## ESTRATTO FORNITO
● ● ● ●

Al settimo giorno di quarantena sui 21 imposti dalle autorità indiane, l’aritmetica del paese alle prese con l’emergenza globale Covid-19 continua a non tornare. Ieri il ministero della sanità ha confermato che in India, dall’inizio della pandemia, sono stati registrati 1.017 casi di persone infette, tra cui 29 morti e 99 guariti.

Un bilancio bassissimo è platealmente irrealistico, considerando una popolazione totale ben sopra il miliardo e trecento milioni di persone e l’esiguo numero di test effettuati finora.

In un articolo pubblicato dal New York Times due giorni fa, l’economista ed epidemiologo Ramanan Laxminarayan spiegava che secondo le stime dell’Indian Council for Medical Research «almeno un milione di persone avrà bisogno di un letto in terapia intensiva» in concomitanza con il picco delle infezioni, stimato intorno al mese di maggio.

L’intero sistema sanitario indiano, sempre secondo Laxminarayan, dispone al momento di nemmeno centomila posti letto in terapia intensiva e di duecentomila ventilatori, in maggioranza concentrati nelle città.

Se quindi la quarantena imposta dal governo di Narendra Modi dovrebbe servire a diminuire drasticamente il numero di contagiati, d’altro canto sta già avendo conseguenze durissime per l’economia del paese, in gran parte portata avanti da lavoratori impiegati nel cosiddetto «settore non organizzato»: niente contratti, niente tutele, niente salvagenti durante la tempesta.

Con lo stop di gran parte delle attività produttive e di tutti i trasporti locali, milioni di lavoratori migranti interni – spesso con famiglie al seguito – hanno iniziato il controesodo dalle città alle campagne. Spesso lo fanno a piedi, camminando per giorni.

Giunti a destinazione, nelle aree del paese mediamente più povere e meno integrate nella rete dei servizi sanitari indiani, di fatto rappresentano un veicolo di trasmissione del virus passato quasi totalmente sotto i radar del sistema indiano.

Esempio lampante è lo stato del Jharkhand, dove secondo le autorità locali al momento sono già rientrati oltre 45mila lavoratori migranti. Totale dei test per Covid-19 effettuati nello stato: 137. Tutti negativi.

● ● ● ●

## IL COMPITO
Puoi citare alla lettera il passo dell'articolo sulla quarantena in India che si apre con le parole contenenti "Un bilancio bassissimo" e si chiude con "concentrati nelle città."? Le voci qui sotto non hanno alcun legame con l'articolo sulla quarantena in India.

## DATI DA ANALIZZARE

● ● ● ●

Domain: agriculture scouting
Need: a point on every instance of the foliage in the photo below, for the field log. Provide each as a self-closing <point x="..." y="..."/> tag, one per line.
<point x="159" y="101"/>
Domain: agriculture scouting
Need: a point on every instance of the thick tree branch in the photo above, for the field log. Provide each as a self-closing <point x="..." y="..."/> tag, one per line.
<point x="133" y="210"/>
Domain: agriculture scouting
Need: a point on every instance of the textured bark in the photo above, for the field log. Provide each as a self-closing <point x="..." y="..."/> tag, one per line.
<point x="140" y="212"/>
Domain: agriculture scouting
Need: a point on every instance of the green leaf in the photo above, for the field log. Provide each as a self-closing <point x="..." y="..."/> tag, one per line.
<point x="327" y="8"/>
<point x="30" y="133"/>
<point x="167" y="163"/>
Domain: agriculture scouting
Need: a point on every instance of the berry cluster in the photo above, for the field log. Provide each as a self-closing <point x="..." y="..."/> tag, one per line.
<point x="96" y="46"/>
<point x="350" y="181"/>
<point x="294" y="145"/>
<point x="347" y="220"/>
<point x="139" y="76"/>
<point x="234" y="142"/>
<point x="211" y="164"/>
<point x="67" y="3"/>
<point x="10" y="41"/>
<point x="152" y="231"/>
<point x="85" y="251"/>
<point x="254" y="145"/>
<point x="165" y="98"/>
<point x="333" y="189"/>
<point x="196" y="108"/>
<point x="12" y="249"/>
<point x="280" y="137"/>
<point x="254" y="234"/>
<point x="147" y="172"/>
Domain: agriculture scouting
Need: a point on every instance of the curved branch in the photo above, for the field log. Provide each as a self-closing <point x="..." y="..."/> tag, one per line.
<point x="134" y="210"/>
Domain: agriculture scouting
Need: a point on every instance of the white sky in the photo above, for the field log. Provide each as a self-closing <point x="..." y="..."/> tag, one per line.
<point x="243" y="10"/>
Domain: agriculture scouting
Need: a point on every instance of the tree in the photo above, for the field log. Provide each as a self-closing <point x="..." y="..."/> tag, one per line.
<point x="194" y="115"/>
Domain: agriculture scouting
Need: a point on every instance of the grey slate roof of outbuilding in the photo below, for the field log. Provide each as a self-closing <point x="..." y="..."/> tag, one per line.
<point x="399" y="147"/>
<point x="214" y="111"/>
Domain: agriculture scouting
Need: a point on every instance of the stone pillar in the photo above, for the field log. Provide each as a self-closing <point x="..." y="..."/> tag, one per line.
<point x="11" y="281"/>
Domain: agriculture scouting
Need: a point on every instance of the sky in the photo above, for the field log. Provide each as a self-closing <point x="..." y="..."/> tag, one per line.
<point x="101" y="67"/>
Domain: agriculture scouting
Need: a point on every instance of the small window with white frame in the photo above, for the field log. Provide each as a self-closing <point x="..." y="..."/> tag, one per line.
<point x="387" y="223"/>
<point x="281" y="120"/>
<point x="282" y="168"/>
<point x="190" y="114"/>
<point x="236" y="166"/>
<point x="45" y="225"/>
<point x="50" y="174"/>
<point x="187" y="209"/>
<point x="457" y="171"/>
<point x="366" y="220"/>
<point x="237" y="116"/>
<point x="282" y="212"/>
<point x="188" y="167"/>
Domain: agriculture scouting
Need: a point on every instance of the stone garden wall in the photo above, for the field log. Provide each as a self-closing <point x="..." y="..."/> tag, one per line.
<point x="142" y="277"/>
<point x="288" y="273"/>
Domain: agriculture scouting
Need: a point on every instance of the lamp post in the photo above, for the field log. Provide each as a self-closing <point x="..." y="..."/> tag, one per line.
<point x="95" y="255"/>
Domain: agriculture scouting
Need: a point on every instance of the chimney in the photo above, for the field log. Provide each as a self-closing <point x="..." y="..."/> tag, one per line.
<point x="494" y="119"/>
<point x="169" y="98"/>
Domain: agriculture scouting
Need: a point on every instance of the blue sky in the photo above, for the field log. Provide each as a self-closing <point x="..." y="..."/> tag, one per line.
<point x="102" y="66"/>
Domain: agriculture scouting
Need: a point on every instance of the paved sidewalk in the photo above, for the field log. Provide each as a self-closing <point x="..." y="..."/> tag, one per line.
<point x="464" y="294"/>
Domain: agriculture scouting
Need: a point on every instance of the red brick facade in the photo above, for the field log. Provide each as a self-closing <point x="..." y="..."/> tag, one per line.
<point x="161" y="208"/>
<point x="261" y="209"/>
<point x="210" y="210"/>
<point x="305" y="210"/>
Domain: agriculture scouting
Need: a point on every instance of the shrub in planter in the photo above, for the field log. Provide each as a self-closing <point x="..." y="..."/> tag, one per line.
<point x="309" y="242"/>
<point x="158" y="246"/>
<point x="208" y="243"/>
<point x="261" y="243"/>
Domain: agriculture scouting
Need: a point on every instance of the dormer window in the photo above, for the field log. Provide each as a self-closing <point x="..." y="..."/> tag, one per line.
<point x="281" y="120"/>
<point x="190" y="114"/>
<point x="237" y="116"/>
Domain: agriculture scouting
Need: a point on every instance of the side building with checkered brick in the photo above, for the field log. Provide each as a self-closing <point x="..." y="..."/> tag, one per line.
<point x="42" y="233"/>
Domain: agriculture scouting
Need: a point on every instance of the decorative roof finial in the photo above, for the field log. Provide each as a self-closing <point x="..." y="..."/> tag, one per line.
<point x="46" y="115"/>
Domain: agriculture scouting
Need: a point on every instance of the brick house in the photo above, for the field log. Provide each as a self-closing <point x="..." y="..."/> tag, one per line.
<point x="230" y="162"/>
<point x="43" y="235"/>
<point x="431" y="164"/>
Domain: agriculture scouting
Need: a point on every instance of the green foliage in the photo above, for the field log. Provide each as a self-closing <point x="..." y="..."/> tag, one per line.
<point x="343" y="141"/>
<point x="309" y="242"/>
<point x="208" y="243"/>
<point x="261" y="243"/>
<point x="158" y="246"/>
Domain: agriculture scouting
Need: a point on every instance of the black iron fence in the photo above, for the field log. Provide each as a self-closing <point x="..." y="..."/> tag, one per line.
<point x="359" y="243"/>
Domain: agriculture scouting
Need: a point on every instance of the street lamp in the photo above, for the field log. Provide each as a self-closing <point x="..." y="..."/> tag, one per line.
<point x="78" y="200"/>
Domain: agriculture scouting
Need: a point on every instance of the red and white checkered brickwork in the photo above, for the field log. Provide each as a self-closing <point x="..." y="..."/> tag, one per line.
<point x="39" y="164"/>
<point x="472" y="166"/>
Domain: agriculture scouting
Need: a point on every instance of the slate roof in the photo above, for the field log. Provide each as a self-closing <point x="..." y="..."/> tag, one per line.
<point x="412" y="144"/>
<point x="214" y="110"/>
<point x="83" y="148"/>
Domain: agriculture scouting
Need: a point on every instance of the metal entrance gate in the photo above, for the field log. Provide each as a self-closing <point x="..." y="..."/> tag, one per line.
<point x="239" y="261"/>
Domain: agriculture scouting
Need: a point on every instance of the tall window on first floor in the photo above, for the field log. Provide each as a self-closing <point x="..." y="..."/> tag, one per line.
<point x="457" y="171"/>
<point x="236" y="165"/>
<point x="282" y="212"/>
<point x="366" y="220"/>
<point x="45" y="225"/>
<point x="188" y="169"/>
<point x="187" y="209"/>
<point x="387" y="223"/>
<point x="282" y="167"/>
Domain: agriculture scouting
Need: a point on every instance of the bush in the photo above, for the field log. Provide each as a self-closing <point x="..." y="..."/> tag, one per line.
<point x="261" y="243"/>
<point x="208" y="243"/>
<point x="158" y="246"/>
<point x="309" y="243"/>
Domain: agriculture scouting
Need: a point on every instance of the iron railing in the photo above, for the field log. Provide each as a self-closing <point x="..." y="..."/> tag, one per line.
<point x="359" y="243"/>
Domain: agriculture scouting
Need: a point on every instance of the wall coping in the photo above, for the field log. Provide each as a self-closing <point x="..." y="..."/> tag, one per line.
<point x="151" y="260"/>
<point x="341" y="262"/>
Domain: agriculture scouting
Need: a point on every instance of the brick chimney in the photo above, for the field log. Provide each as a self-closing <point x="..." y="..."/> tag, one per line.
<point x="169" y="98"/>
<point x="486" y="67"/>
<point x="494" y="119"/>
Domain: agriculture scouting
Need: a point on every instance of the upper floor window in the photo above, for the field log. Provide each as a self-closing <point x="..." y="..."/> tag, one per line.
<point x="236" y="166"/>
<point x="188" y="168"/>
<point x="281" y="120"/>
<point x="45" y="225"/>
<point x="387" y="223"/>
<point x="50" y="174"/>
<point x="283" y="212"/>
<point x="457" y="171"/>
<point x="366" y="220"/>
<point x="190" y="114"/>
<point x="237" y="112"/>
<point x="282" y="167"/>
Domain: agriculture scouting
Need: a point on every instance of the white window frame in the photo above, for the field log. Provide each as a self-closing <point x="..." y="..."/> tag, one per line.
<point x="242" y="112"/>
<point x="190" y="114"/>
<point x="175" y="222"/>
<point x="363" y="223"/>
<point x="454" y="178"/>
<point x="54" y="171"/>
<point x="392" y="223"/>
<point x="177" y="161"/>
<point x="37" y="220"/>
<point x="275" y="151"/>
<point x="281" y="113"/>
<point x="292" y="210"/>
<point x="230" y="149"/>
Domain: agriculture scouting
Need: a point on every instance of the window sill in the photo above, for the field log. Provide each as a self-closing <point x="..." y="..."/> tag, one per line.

● ● ● ●

## RISULTATO ATTESO
Un bilancio bassissimo è platealmente irrealistico, considerando una popolazione totale ben sopra il miliardo e trecento milioni di persone e l’esiguo numero di test effettuati finora.

In un articolo pubblicato dal New York Times due giorni fa, l’economista ed epidemiologo Ramanan Laxminarayan spiegava che secondo le stime dell’Indian Council for Medical Research «almeno un milione di persone avrà bisogno di un letto in terapia intensiva» in concomitanza con il picco delle infezioni, stimato intorno al mese di maggio.

L’intero sistema sanitario indiano, sempre secondo Laxminarayan, dispone al momento di nemmeno centomila posti letto in terapia intensiva e di duecentomila ventilatori, in maggioranza concentrati nelle città.